● **Stated exercise**:
Format every line of the rows below as a JSON list of strings, with one string per line and blank lines omitted.

------------------------------------------------

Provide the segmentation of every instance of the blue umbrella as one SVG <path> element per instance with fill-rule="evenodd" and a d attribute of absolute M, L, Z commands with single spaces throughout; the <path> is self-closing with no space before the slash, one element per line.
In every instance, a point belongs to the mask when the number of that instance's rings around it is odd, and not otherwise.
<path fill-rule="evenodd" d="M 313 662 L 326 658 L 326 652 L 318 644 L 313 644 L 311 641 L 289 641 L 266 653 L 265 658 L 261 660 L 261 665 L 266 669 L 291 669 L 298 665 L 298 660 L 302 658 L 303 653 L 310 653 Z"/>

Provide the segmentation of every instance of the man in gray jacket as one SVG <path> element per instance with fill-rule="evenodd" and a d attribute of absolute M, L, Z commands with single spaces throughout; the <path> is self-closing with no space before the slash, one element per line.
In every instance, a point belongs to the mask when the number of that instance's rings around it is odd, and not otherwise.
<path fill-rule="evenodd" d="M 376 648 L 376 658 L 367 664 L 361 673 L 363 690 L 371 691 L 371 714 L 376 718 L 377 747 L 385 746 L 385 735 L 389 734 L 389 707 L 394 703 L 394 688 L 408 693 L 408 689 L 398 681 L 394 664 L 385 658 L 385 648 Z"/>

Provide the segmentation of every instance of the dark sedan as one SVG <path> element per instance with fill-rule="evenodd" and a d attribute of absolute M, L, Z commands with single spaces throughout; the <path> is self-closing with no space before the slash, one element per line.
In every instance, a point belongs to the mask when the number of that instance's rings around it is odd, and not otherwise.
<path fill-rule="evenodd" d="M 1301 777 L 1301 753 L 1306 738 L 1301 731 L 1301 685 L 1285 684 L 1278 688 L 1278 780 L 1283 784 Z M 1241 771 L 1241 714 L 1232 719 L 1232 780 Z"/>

------------------------------------------------

● **Written answer**:
[
  "Provide the segmentation of every instance of the blue umbrella as one SVG <path> element per instance with fill-rule=\"evenodd\" and a d attribute of absolute M, L, Z commands with single spaces throughout; the <path> is self-closing with no space before the slash, one element per line.",
  "In every instance, a point belongs to the mask when the number of that instance's rings around it is odd, and not otherwise.",
  "<path fill-rule=\"evenodd\" d=\"M 313 662 L 326 658 L 326 652 L 318 644 L 313 644 L 311 641 L 289 641 L 266 653 L 265 658 L 261 660 L 261 665 L 266 669 L 291 669 L 298 665 L 298 660 L 302 658 L 303 653 L 310 653 Z\"/>",
  "Provide the segmentation of every instance of the man in gray jacket as one SVG <path> element per instance with fill-rule=\"evenodd\" and a d attribute of absolute M, L, Z commands with single spaces throughout; the <path> is self-closing with no space before the slash, one element per line.",
  "In every instance, a point belongs to the mask when the number of that instance's rings around it is odd, and not otherwise.",
  "<path fill-rule=\"evenodd\" d=\"M 376 648 L 376 658 L 367 664 L 361 673 L 363 690 L 371 691 L 371 714 L 376 718 L 377 747 L 385 746 L 385 735 L 389 734 L 389 707 L 394 703 L 394 688 L 408 693 L 408 689 L 398 681 L 394 664 L 385 658 L 385 648 Z\"/>",
  "Provide the segmentation of every instance of the dark sedan as one SVG <path> element per instance with fill-rule=\"evenodd\" and a d attribute of absolute M, L, Z commands with single spaces throughout; the <path> is self-closing with no space before the slash, one element per line.",
  "In every instance, a point belongs to the mask when the number of that instance's rings around it is odd, and not otherwise.",
  "<path fill-rule=\"evenodd\" d=\"M 1301 777 L 1301 753 L 1306 738 L 1301 731 L 1301 685 L 1285 684 L 1278 688 L 1278 780 L 1283 784 Z M 1241 771 L 1241 714 L 1232 719 L 1232 780 Z\"/>"
]